* INFORMATION PROVIDED
++++++++++
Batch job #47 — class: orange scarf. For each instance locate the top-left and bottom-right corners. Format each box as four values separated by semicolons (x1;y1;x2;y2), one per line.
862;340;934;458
++++++++++
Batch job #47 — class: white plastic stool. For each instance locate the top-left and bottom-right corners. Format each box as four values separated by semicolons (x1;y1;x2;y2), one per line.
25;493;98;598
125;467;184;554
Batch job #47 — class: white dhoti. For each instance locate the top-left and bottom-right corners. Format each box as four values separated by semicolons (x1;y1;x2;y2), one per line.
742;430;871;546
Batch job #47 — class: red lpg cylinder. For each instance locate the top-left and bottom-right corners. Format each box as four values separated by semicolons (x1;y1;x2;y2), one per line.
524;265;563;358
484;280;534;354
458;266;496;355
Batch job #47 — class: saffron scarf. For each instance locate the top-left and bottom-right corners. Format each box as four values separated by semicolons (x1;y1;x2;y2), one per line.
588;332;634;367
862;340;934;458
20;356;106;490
++++++++++
* TASK BRIEF
Output as a Markdown table with the columns Number and Record line each line between the line holding "Batch job #47 — class: saffron" and the line holding "20;356;106;490", inclusive, one line per row, with no blank lines.

* ANSWER BELOW
| Number | Record line |
|---|---|
| 1 | Batch job #47 — class: saffron scarf. For each instance locate the top-left and bottom-right corners. Format each box as four values separated by semicolons (x1;y1;x2;y2), one per line. |
| 2 | 588;332;634;367 |
| 3 | 862;340;934;458 |
| 4 | 20;356;106;490 |